• WHAT NEEDS TO BE DONE: Filter the entries for the string "black". Copy each line that has it.

◆ ◆ ◆ ◆ ◆

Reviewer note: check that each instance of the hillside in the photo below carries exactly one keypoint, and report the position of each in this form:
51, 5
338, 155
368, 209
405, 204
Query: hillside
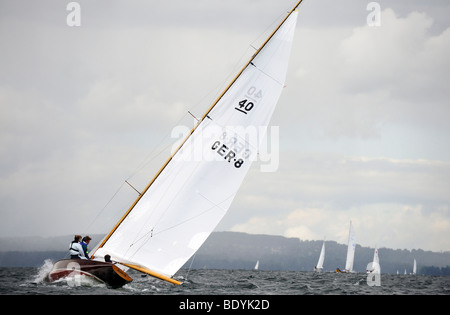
232, 250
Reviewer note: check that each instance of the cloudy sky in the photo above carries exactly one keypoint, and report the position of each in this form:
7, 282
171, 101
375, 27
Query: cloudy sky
361, 129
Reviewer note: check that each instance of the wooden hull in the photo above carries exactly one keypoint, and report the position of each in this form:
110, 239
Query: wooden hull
108, 273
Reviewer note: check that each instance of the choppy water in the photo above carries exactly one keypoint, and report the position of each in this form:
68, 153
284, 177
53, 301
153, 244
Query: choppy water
21, 281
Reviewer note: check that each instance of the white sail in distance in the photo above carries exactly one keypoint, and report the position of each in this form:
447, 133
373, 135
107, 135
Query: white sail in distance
350, 249
321, 257
189, 196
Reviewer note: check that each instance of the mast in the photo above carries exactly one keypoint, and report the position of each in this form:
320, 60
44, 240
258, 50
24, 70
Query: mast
195, 127
105, 240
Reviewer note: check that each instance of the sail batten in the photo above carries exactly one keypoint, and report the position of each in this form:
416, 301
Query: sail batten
194, 189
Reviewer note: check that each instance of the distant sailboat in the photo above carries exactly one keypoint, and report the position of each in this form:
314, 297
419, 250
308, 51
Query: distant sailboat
350, 250
186, 199
319, 266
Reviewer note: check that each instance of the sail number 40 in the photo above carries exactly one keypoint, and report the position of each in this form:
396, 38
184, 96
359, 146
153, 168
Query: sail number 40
251, 98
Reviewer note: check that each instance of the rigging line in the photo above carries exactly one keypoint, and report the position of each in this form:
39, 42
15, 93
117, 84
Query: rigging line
190, 266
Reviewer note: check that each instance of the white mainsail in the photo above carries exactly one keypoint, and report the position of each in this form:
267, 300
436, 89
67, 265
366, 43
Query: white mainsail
374, 266
192, 192
321, 257
350, 249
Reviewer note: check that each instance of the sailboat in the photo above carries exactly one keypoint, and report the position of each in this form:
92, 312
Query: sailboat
374, 266
350, 251
186, 199
319, 266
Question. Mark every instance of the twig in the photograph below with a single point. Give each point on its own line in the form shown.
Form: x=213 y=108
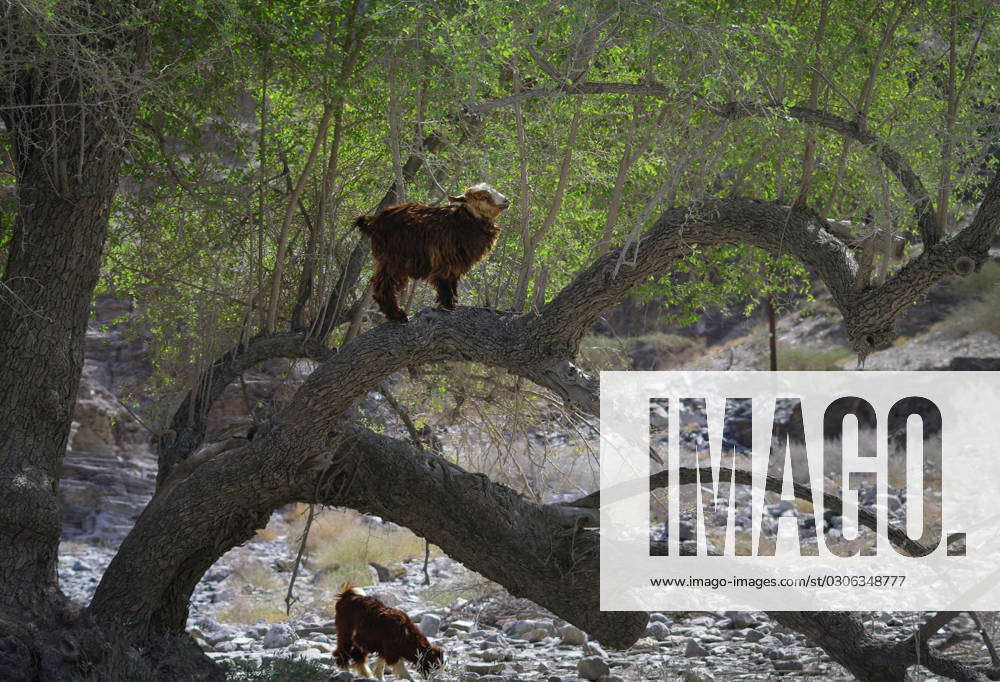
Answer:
x=290 y=598
x=994 y=658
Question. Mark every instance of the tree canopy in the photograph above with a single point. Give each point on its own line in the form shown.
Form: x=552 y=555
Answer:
x=207 y=159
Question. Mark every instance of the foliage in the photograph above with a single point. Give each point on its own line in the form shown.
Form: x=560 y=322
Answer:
x=240 y=87
x=279 y=670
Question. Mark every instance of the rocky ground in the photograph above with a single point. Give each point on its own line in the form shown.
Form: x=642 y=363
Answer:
x=489 y=635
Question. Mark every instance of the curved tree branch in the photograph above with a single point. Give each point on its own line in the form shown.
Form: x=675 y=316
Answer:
x=187 y=427
x=217 y=502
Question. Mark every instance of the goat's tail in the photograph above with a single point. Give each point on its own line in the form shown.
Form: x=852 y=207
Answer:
x=348 y=588
x=364 y=223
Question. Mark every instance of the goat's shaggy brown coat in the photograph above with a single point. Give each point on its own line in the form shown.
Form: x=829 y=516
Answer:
x=435 y=243
x=367 y=626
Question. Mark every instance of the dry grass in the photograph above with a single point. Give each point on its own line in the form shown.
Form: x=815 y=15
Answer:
x=611 y=353
x=341 y=544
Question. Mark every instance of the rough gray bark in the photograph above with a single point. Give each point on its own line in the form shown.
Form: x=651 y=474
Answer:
x=311 y=454
x=67 y=151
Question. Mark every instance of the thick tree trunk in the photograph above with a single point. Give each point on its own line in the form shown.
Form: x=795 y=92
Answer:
x=67 y=153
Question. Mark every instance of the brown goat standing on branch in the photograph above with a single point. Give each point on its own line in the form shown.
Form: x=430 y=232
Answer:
x=435 y=243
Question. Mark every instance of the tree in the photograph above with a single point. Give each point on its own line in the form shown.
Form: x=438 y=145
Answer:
x=67 y=108
x=69 y=94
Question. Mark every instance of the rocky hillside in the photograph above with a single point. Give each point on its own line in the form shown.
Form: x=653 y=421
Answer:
x=238 y=611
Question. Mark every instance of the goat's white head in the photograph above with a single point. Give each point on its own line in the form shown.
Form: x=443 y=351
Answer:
x=482 y=201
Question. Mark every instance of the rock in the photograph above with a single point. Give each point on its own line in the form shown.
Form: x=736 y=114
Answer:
x=741 y=619
x=430 y=624
x=496 y=655
x=280 y=634
x=694 y=650
x=484 y=668
x=592 y=668
x=570 y=634
x=521 y=628
x=658 y=631
x=221 y=634
x=536 y=635
x=381 y=572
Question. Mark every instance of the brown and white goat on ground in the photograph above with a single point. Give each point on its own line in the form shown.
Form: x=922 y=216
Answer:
x=367 y=626
x=434 y=243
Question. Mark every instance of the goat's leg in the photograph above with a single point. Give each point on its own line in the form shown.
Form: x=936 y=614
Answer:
x=447 y=290
x=344 y=654
x=379 y=668
x=385 y=285
x=362 y=666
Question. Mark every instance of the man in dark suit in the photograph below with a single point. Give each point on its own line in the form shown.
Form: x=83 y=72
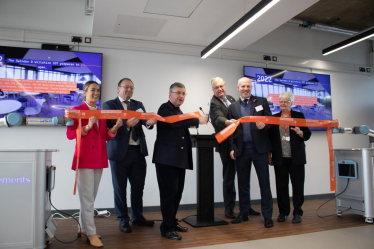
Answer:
x=218 y=112
x=172 y=156
x=126 y=154
x=251 y=143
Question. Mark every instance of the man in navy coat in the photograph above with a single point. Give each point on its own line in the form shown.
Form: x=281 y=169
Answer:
x=251 y=143
x=126 y=154
x=172 y=156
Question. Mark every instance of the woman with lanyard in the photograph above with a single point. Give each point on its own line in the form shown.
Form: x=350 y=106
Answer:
x=92 y=159
x=289 y=159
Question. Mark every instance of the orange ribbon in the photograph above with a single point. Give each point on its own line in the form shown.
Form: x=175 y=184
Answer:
x=329 y=124
x=115 y=114
x=124 y=114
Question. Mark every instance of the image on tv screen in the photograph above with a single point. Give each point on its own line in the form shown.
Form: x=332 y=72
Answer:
x=43 y=83
x=312 y=91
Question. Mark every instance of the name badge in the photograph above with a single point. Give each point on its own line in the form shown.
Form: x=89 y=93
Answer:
x=286 y=138
x=259 y=108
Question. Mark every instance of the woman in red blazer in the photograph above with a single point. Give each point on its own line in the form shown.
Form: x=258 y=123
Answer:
x=289 y=159
x=92 y=159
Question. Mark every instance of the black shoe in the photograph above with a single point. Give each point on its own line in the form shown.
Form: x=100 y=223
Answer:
x=172 y=235
x=144 y=223
x=125 y=227
x=230 y=214
x=253 y=212
x=297 y=219
x=282 y=218
x=179 y=228
x=239 y=219
x=268 y=223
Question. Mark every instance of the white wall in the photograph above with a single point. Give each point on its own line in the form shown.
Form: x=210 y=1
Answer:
x=153 y=73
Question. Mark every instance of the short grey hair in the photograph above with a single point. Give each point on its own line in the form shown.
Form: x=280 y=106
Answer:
x=244 y=78
x=287 y=95
x=217 y=79
x=176 y=85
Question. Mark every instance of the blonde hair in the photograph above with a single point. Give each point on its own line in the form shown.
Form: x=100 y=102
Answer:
x=87 y=85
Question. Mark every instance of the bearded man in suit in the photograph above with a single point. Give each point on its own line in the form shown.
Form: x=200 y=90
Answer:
x=219 y=105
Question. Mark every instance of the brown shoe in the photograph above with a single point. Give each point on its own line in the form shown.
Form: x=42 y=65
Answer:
x=94 y=241
x=84 y=233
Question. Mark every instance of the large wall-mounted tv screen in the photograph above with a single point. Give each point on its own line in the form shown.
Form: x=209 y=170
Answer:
x=312 y=91
x=43 y=83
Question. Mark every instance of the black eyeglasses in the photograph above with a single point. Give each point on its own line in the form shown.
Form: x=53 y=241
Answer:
x=180 y=93
x=128 y=87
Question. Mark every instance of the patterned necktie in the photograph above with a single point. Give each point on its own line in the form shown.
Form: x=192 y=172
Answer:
x=226 y=102
x=134 y=136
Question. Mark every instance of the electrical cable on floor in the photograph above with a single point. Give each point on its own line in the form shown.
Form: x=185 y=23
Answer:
x=332 y=199
x=80 y=231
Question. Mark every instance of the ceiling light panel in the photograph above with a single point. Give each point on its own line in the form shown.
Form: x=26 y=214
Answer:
x=178 y=8
x=140 y=26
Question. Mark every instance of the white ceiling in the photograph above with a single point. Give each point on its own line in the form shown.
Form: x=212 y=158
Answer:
x=192 y=22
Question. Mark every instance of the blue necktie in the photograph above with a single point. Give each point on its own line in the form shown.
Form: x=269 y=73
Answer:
x=134 y=136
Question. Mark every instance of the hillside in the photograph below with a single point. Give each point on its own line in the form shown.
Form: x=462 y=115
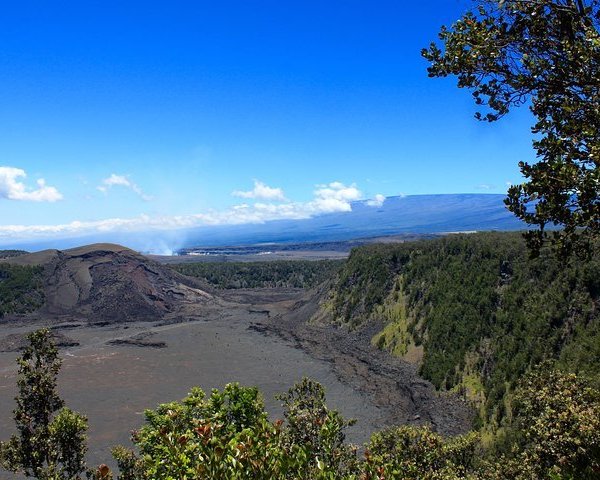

◆ ◆ ◆ ◆ ◆

• ANSWER:
Question. Mark every instance of the black shoe in the photograph above with a single point. Give each point on its own line in the form shown.
Question. Mark every instance of the black eyeglasses in the photograph above with a single point. Give each point on its own line in the form shown.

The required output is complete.